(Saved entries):
• • • • •

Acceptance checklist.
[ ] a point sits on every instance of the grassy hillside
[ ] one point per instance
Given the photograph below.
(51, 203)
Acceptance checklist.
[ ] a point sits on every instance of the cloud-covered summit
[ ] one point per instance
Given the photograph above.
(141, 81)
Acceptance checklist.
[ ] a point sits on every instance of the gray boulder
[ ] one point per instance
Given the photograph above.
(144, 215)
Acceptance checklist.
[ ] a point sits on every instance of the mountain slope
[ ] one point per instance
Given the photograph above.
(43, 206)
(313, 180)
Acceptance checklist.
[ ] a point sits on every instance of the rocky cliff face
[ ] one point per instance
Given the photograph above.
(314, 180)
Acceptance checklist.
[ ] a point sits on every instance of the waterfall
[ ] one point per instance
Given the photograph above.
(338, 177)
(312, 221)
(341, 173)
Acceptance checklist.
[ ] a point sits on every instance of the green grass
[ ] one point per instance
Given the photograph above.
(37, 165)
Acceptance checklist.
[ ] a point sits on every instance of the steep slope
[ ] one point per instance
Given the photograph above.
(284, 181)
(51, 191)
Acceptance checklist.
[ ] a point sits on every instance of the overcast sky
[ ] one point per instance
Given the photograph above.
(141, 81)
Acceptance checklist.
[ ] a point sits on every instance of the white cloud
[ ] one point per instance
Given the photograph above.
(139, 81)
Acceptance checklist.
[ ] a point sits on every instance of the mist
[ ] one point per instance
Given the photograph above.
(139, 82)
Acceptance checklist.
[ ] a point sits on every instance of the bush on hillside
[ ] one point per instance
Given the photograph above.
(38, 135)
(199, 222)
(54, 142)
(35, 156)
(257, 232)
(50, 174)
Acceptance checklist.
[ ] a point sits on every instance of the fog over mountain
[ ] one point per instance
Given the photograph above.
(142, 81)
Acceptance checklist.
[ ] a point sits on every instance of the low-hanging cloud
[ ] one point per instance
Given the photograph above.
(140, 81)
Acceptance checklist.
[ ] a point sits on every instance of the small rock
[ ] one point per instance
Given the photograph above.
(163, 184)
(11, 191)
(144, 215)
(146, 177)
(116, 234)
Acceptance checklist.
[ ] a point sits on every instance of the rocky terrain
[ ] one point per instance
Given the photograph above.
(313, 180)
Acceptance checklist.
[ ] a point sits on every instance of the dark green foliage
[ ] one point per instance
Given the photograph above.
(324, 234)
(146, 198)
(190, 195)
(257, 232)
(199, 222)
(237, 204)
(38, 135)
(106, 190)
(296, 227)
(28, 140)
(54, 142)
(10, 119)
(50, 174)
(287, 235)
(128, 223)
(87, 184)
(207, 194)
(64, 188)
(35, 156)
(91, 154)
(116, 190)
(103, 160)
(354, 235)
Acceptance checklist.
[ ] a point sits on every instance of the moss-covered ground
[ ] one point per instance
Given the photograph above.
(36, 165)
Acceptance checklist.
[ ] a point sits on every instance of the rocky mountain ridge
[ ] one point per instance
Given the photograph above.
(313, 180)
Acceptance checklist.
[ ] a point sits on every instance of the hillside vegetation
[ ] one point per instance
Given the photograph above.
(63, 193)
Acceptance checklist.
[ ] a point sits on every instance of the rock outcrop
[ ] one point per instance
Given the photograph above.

• • • • •

(Task instructions): Go through the records above, find every line with the word "cloud", and list those lines.

(Exercise solution):
[ ] a point sits on every instance of the cloud-covered summit
[ ] a point sits on every instance of the white cloud
[ ] a point sits on every instance of the low-hanging cloud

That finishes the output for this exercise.